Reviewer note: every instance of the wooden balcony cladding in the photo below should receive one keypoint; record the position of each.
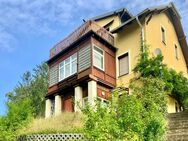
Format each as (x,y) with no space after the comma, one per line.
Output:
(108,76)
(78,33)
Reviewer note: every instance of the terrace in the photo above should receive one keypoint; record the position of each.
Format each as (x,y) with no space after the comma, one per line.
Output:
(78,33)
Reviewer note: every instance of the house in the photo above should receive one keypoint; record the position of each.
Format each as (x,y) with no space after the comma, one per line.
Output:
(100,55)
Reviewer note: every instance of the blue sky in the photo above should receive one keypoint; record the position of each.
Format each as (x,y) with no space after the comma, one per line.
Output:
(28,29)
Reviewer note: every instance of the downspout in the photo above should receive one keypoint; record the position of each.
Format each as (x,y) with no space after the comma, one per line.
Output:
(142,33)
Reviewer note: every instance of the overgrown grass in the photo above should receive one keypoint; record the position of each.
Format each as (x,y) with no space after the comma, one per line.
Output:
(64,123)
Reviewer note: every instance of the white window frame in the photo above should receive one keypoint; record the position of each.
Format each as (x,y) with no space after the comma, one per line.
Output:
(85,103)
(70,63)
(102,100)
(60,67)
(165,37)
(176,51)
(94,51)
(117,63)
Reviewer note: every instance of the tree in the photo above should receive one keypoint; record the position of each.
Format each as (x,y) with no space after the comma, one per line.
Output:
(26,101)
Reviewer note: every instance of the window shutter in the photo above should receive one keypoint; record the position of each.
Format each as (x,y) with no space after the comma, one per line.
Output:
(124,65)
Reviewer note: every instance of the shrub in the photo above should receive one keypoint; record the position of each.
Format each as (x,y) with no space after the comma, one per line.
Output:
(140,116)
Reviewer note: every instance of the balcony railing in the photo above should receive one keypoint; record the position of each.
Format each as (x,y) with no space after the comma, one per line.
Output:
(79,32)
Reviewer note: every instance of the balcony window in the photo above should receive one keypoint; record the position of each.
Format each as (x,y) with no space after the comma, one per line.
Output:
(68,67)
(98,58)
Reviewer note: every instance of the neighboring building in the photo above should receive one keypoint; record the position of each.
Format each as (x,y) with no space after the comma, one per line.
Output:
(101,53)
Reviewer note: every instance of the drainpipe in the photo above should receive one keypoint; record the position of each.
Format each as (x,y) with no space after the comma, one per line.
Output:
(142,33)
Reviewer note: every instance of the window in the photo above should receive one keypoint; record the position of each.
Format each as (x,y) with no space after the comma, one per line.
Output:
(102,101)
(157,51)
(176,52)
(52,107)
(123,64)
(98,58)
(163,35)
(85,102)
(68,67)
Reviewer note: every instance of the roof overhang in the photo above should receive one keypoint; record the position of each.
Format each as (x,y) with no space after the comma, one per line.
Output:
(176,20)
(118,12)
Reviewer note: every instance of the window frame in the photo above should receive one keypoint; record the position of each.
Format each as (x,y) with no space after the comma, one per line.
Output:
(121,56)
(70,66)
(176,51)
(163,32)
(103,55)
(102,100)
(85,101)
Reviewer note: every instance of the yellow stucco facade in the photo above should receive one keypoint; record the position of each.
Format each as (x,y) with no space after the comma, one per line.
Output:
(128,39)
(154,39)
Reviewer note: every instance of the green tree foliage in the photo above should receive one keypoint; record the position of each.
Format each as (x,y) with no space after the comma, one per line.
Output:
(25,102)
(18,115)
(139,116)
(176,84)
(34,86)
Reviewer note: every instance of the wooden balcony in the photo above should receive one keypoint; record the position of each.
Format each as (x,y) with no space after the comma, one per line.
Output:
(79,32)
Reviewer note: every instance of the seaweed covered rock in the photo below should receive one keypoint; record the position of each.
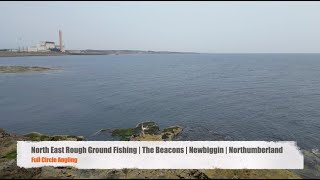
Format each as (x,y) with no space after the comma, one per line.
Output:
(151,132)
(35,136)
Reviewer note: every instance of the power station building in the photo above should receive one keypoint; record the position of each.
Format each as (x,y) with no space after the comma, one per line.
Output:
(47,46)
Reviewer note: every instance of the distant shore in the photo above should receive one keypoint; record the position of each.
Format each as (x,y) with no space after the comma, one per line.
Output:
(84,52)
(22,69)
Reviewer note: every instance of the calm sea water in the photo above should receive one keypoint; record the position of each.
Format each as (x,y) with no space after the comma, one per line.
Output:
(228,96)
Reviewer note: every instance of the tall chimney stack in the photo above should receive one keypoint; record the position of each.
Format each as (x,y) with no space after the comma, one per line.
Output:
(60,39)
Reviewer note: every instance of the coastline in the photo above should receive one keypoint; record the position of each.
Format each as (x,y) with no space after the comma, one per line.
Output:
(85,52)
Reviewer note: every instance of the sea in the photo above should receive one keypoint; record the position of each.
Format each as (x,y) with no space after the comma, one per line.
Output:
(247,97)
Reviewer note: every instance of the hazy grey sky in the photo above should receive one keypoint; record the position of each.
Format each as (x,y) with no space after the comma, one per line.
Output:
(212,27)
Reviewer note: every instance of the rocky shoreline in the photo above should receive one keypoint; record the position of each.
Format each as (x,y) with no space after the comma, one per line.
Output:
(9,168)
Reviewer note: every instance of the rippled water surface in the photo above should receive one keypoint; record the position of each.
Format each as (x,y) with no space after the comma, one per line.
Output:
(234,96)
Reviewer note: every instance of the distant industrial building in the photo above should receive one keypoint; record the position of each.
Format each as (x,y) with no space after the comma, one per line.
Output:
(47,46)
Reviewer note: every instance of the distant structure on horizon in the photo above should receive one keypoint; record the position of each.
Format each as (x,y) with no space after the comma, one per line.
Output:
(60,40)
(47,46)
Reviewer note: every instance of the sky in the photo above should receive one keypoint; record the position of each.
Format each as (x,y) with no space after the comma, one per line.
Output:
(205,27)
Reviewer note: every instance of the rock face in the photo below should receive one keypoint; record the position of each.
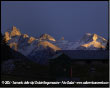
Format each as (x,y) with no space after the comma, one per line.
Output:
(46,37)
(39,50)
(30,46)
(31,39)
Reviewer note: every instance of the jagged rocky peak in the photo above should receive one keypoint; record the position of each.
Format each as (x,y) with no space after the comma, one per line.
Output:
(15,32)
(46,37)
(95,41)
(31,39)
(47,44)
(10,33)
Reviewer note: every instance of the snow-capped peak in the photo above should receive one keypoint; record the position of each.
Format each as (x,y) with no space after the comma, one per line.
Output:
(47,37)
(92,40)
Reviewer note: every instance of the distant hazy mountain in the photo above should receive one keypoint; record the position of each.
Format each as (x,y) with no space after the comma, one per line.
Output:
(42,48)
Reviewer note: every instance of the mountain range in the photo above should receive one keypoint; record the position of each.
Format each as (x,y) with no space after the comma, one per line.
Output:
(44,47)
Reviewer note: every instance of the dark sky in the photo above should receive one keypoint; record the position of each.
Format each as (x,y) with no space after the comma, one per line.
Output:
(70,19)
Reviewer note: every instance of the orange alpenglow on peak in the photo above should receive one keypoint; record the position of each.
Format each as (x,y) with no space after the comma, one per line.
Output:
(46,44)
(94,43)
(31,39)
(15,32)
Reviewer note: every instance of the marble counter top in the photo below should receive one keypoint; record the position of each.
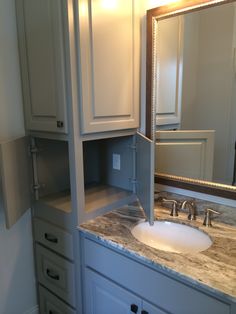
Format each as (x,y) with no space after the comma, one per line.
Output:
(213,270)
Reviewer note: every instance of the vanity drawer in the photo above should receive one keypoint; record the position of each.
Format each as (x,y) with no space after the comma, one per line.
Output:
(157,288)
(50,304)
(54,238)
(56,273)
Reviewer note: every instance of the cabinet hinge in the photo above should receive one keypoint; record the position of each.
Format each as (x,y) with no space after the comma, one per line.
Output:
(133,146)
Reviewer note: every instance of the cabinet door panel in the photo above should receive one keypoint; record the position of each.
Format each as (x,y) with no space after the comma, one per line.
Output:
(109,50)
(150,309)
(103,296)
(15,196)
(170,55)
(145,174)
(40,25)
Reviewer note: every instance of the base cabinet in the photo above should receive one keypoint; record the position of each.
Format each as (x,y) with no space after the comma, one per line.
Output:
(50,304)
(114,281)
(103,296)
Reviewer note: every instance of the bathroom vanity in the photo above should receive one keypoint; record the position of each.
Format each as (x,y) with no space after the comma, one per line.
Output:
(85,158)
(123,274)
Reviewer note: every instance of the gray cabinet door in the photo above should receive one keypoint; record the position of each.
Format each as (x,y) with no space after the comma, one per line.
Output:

——————————

Only the lines from the one containing "Reviewer note: every instance of the cabinet door" to the end of the listing belong in the output, each reproduced exactly.

Reviewer note: every instance of the cabinet door panel in the photo above should receive one keypoint; record the position of each.
Format each as (x,y) with no space after the comma, one per line.
Output:
(109,50)
(150,309)
(103,296)
(15,196)
(170,55)
(145,174)
(40,25)
Reviewer note: every instance of the base cabinet in the photo above should receive one keypoint; record the position of each.
Format each as (x,y) with no space after the comma, one per line.
Output:
(50,304)
(114,281)
(103,296)
Reviewer note: every instance of the bathroom vanity in the photo above should receive one keypoint; record the position of each.
Format each as (x,y) with no space after the comma, one per line.
Output:
(85,158)
(123,274)
Reviewer note: every instance of the gray cabinet door in the photo above should receive one keypoint; record the position of each.
Format each as (x,y) with no space after the comma, one per line.
Output:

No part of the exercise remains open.